Point localization data:

___

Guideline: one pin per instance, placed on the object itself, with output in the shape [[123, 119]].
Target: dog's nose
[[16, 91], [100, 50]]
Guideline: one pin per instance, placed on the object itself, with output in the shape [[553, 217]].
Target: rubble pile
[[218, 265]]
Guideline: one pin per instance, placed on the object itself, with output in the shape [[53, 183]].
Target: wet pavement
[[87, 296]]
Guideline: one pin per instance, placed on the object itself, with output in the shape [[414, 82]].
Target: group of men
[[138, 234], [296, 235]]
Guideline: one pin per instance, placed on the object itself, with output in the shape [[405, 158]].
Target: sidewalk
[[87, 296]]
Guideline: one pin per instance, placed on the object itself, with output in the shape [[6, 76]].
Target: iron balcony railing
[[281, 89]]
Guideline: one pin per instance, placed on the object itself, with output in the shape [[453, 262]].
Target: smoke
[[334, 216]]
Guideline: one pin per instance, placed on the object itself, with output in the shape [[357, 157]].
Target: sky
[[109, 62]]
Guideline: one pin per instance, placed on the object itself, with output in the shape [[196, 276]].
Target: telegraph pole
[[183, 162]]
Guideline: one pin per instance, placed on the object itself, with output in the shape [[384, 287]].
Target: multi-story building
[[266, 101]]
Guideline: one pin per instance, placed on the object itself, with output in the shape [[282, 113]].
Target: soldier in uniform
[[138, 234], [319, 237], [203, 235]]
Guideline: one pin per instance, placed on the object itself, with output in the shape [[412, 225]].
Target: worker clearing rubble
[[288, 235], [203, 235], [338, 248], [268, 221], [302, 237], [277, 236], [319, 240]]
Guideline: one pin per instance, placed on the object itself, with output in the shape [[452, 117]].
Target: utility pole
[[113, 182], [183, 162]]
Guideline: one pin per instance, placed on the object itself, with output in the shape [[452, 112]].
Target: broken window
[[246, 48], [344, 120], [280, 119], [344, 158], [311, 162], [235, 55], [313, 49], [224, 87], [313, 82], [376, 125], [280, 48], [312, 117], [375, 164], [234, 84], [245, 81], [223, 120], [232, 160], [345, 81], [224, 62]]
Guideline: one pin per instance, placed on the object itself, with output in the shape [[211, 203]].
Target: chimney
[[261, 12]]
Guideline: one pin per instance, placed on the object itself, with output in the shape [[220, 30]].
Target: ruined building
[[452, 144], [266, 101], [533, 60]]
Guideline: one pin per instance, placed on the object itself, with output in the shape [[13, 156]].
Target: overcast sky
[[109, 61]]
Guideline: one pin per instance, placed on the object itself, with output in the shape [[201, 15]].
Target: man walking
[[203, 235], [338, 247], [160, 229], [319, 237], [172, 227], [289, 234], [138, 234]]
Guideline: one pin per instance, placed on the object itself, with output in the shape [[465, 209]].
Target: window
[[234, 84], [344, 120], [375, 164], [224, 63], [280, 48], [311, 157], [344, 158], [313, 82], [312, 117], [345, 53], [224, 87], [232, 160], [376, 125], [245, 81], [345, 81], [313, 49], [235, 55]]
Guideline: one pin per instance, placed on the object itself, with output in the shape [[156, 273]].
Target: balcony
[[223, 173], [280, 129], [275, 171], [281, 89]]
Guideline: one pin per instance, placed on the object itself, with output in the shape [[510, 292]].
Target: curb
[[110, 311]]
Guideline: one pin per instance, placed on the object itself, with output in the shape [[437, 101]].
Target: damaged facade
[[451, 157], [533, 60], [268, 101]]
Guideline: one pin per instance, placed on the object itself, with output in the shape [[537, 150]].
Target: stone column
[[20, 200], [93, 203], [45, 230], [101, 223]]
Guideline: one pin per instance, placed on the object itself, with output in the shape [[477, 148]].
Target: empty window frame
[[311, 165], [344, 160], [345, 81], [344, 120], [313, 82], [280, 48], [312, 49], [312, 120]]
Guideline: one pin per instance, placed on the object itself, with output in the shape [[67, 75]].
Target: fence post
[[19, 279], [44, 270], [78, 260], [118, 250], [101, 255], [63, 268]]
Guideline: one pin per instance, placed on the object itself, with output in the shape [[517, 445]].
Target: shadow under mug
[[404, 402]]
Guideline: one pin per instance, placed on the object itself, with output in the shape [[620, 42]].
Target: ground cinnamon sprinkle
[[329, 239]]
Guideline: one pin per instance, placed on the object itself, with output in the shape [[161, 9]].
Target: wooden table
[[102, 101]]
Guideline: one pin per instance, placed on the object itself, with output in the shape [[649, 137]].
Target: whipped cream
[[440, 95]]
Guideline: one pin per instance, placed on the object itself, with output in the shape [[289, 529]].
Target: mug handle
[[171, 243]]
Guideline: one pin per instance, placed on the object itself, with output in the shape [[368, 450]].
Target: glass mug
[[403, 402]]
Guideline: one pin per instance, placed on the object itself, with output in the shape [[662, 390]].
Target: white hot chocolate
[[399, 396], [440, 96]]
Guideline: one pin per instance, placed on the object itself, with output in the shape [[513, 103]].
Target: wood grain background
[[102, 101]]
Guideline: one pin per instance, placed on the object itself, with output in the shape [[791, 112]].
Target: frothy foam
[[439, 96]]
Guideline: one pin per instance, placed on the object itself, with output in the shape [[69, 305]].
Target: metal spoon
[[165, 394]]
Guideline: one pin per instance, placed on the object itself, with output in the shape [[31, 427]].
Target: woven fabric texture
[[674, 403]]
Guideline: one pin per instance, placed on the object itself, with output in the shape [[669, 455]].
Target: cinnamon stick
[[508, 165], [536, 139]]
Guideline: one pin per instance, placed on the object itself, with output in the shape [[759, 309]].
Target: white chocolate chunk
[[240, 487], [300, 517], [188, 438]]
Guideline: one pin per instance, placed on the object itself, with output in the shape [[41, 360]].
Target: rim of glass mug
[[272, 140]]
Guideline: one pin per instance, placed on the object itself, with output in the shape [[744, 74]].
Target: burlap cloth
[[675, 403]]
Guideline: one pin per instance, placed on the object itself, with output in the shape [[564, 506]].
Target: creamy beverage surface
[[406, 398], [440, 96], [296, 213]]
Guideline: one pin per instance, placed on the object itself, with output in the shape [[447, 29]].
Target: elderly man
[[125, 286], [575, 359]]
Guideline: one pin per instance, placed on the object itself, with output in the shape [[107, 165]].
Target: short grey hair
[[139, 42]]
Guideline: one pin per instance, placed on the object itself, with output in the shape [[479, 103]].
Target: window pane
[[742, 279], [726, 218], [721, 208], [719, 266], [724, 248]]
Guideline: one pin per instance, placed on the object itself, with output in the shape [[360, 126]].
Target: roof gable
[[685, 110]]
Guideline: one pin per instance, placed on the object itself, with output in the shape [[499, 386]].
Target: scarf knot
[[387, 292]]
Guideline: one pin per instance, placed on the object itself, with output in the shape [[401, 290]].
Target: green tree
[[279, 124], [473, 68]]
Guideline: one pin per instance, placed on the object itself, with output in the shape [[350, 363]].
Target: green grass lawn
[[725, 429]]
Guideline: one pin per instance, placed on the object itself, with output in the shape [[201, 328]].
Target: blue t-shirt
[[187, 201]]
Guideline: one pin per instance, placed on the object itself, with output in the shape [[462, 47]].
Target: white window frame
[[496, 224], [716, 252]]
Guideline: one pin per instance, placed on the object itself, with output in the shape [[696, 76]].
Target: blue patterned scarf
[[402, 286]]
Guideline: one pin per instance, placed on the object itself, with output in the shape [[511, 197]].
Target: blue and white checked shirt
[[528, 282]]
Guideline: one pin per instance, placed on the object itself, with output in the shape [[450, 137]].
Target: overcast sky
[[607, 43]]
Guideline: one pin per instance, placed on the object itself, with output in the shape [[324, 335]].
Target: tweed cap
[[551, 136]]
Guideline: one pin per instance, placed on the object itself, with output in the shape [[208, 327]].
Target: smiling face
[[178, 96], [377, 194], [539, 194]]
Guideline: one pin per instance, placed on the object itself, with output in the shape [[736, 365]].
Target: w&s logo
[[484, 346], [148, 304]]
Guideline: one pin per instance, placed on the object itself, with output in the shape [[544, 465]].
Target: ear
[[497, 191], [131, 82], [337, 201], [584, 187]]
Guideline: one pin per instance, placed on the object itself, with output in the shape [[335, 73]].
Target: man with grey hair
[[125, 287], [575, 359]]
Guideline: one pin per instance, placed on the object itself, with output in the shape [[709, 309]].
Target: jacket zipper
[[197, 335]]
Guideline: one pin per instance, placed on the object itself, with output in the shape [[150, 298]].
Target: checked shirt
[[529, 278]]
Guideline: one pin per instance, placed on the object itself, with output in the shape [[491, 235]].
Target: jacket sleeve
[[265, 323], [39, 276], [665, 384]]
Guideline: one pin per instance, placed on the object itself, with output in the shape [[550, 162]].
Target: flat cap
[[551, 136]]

___

- _What is required_
Lines from the first one above through the line containing "shape [[553, 217]]." are to be retyped exactly, both included, and nothing more.

- _Response to this exercise_
Guideline: one pin per instance, placed on the object itself, with output in the shape [[123, 119]].
Target: dog's nose
[[16, 91], [100, 50]]
Guideline: one pin per instance, placed on the object itself, with output in the shape [[553, 217]].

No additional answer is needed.